Referring expression data

++++

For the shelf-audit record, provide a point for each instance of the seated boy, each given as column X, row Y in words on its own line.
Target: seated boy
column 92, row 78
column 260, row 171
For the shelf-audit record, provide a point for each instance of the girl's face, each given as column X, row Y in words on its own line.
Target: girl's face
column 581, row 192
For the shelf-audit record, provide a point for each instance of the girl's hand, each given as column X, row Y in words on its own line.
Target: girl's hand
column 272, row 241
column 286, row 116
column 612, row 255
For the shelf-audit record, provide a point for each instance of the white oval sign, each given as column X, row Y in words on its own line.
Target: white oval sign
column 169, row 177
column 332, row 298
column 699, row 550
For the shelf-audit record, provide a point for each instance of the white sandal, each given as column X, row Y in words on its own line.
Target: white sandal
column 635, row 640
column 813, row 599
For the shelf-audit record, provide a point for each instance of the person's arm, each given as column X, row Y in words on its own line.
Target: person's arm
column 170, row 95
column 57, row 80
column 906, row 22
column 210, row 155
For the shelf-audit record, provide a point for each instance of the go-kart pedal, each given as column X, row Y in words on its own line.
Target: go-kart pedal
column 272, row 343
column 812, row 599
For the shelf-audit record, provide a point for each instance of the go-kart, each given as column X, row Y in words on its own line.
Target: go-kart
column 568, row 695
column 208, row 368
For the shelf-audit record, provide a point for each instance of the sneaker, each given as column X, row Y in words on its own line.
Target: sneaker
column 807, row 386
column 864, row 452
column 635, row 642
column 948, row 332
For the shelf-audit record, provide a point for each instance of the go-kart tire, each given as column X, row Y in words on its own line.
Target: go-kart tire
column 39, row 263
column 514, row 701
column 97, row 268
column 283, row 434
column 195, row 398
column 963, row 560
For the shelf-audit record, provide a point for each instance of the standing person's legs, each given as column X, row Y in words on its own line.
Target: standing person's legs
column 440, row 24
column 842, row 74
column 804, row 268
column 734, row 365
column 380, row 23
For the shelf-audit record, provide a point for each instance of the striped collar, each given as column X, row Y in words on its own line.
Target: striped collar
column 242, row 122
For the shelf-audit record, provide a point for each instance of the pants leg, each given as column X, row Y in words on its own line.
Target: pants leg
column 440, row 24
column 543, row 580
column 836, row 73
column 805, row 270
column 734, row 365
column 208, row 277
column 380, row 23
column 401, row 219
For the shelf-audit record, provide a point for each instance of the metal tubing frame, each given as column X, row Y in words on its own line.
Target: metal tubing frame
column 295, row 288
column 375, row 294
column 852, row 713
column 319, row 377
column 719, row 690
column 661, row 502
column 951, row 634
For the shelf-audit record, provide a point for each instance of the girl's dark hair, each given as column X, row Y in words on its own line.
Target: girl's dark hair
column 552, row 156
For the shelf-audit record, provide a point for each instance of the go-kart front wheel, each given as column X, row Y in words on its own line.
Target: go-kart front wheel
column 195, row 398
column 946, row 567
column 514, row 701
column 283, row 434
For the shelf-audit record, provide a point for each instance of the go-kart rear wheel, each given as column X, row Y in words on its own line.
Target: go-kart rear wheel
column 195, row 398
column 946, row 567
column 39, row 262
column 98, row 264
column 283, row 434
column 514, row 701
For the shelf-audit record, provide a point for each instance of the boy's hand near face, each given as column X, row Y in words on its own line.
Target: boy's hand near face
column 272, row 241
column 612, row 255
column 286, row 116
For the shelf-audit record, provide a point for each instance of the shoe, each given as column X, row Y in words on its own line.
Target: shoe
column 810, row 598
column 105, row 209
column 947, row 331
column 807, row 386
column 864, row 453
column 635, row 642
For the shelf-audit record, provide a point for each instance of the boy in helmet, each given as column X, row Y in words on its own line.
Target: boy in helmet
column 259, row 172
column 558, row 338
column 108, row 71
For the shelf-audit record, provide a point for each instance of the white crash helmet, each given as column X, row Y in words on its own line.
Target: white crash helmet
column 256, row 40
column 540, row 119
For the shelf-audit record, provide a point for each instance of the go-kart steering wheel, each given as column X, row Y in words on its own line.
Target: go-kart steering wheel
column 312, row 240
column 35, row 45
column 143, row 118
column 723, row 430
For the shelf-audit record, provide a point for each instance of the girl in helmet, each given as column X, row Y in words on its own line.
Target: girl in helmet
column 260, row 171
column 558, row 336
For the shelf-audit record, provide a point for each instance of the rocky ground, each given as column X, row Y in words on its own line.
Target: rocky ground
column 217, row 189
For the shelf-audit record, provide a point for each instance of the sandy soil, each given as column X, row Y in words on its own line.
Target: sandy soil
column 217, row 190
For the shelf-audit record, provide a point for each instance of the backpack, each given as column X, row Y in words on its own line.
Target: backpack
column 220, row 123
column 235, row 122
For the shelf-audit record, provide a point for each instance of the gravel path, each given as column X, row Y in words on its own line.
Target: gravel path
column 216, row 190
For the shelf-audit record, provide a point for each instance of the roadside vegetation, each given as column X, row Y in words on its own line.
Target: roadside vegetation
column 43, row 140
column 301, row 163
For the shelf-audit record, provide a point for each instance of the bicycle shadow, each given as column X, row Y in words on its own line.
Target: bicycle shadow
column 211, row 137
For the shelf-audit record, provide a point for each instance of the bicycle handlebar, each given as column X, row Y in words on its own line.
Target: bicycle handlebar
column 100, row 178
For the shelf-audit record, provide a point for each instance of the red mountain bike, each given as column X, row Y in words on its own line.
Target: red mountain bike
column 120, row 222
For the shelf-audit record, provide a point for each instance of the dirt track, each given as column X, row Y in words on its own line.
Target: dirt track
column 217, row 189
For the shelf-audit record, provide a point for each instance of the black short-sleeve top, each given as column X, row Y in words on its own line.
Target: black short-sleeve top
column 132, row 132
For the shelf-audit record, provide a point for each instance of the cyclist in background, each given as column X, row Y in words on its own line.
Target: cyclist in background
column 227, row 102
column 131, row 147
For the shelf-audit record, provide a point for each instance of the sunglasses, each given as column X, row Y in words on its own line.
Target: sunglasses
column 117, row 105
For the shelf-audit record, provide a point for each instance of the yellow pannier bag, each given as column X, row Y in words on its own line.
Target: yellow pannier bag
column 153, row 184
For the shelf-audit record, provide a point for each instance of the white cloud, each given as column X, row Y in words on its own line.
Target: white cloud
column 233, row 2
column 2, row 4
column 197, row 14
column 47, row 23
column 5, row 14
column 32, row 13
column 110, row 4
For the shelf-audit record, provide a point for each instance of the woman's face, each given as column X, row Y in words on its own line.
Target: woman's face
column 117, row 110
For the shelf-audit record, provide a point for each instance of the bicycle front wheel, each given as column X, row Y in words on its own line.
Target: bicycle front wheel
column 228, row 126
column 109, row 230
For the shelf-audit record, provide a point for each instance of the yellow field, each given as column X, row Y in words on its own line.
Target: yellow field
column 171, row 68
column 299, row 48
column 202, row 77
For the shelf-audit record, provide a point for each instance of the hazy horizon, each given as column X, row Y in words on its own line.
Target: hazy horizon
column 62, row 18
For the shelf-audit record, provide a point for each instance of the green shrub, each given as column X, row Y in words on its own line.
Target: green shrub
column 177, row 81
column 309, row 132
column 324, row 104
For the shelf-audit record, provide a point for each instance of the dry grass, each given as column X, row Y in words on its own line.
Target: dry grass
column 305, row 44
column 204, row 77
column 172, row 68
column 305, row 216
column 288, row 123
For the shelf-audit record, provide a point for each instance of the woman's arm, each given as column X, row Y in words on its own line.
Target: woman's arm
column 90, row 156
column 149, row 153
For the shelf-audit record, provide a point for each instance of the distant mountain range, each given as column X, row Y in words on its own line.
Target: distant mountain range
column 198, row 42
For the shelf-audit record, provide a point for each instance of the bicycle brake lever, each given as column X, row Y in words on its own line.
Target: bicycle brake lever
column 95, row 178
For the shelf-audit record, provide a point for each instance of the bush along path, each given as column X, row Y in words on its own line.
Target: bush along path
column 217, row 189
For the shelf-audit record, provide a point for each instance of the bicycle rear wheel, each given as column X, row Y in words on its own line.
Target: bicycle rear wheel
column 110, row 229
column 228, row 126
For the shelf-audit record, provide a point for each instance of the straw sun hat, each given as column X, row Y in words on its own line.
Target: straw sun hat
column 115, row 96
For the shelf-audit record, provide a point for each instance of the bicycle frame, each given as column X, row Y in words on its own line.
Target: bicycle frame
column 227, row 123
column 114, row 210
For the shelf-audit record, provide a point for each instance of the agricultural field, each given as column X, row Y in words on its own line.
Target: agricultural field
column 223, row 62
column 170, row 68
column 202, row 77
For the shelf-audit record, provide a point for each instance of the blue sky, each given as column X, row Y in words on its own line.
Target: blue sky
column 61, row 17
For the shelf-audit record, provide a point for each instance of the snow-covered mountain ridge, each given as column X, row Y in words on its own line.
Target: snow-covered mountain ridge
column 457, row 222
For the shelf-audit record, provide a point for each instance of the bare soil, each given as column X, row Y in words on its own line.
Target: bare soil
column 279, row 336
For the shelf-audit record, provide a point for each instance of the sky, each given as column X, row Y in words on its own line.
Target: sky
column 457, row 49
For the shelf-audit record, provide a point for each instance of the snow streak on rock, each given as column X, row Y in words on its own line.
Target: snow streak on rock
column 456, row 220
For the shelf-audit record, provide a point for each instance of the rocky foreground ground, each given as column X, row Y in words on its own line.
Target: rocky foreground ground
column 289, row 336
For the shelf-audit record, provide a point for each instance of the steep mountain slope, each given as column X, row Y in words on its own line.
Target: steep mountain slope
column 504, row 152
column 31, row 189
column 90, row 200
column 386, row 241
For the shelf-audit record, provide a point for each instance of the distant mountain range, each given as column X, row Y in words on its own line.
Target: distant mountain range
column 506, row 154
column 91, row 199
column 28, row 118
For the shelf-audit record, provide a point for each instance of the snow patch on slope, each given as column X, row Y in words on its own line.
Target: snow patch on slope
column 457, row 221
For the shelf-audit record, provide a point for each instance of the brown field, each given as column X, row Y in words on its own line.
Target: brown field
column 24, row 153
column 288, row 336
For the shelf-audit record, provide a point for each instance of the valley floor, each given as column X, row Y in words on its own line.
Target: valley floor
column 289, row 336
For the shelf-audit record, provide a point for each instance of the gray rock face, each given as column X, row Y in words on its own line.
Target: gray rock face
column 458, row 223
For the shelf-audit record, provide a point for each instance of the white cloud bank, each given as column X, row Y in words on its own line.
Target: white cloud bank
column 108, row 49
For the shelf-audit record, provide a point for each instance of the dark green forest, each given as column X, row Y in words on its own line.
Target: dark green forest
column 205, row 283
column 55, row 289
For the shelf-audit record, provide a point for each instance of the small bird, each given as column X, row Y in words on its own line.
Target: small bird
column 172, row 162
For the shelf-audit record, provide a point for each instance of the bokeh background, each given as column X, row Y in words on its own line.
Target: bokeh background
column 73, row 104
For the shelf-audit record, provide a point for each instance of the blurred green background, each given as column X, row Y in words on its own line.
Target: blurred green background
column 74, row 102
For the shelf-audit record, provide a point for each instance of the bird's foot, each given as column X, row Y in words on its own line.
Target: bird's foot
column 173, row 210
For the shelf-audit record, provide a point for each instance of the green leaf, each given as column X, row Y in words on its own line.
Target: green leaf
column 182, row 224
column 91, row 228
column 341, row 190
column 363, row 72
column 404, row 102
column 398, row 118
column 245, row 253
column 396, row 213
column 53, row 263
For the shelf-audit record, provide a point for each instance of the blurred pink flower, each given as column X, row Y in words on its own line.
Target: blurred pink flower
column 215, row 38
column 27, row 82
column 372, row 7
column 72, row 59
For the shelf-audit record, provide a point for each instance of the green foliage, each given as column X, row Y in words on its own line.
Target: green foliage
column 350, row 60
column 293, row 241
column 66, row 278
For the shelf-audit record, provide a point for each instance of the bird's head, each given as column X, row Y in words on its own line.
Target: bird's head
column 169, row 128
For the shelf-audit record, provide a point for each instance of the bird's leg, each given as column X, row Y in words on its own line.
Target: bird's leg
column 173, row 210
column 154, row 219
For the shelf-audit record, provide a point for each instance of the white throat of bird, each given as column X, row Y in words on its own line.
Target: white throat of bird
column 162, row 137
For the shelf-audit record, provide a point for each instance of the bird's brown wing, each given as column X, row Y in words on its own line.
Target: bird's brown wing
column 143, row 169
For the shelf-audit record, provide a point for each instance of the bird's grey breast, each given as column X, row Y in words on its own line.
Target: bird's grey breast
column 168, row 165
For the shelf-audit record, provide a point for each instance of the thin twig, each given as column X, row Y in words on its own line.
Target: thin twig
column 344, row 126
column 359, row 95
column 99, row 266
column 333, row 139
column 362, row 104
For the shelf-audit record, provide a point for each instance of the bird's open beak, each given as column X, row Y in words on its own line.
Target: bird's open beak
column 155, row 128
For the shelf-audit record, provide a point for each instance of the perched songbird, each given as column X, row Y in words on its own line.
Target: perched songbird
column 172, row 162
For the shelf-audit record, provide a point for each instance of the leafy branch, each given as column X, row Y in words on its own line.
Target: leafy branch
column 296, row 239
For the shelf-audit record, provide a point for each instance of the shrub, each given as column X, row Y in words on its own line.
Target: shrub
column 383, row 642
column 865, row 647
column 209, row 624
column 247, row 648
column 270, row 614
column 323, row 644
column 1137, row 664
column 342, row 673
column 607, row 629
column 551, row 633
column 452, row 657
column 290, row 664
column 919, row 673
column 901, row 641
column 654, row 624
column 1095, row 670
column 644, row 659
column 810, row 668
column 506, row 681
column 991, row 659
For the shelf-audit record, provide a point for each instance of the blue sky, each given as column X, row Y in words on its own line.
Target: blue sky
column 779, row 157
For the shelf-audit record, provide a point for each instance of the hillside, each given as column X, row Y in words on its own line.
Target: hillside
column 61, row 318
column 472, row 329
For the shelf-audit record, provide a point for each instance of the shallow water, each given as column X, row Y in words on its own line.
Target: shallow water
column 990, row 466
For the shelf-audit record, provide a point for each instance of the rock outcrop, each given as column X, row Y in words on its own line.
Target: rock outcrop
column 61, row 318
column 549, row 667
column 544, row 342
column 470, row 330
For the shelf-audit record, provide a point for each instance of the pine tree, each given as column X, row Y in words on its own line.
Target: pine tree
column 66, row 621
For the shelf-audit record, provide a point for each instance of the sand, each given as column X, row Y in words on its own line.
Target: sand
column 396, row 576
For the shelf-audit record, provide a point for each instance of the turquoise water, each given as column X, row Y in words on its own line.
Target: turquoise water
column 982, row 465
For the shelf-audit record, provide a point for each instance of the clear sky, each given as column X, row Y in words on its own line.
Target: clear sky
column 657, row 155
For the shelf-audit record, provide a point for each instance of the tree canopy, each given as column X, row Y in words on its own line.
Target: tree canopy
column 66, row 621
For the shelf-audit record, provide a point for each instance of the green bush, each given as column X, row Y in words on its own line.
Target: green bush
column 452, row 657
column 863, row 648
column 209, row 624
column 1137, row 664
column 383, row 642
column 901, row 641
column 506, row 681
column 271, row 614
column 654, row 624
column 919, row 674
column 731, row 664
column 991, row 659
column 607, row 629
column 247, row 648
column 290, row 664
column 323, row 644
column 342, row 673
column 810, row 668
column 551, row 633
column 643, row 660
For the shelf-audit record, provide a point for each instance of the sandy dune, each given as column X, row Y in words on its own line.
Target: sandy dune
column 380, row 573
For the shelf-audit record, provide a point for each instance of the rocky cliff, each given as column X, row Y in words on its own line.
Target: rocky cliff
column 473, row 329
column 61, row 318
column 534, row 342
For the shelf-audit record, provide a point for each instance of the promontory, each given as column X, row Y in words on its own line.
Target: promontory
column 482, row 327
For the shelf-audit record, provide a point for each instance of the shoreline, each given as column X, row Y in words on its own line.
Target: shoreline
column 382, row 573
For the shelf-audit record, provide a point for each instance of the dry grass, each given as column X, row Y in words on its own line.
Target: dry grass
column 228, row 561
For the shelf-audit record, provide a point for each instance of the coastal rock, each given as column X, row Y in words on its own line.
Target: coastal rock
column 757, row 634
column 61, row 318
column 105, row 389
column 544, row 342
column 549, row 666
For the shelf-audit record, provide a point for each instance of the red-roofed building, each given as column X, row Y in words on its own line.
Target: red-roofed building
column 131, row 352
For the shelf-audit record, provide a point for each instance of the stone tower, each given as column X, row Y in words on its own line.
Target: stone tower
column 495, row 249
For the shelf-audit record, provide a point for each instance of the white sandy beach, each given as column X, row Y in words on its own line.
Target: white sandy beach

++++

- _Work request_
Beginning at the line above that contains "of the black", return each line exactly through the line that contains "of the hazy", and no others.

- _Result of this task_
For the shelf-audit record, provide a point for each instance of the black short-sleeve top, each given as column X, row Y in words on its own line.
Target: black short-sleeve top
column 132, row 132
For the shelf-audit record, provide a point for each instance of the cyclist in background, each given as column X, row Y in words on its own line.
Target: cyclist in background
column 227, row 102
column 131, row 147
For the shelf-audit record, provide a point for each instance of the sunglasses, each given as column X, row Y in words on its own line.
Target: sunglasses
column 117, row 105
For the shelf-audit record, provide a point for each instance of the yellow pannier bag, each given as column X, row Y in words on its own line.
Target: yellow pannier bag
column 153, row 184
For the shelf-audit record, provide a point for each instance of the white cloud, each given as column X, row Y in words on its own line.
Target: white cloud
column 233, row 2
column 2, row 4
column 197, row 14
column 47, row 23
column 5, row 14
column 32, row 13
column 110, row 4
For the shelf-audit record, provide a point for each instance of the woman's face, each given as column X, row Y in words on its own line.
Target: woman's face
column 117, row 110
For the shelf-audit record, provide a point for each instance of the bicycle front wheel, each given as column X, row Y in words on its own line.
Target: bicycle front wheel
column 228, row 126
column 109, row 230
For the shelf-audit record, provide a point for each instance of the yellow field, each given as column X, row Y in words on its own line.
Target: yellow field
column 171, row 68
column 299, row 48
column 202, row 77
For the shelf-audit record, provide a point for each instance of the hazy horizon, each given as column X, row Y in words on its own line.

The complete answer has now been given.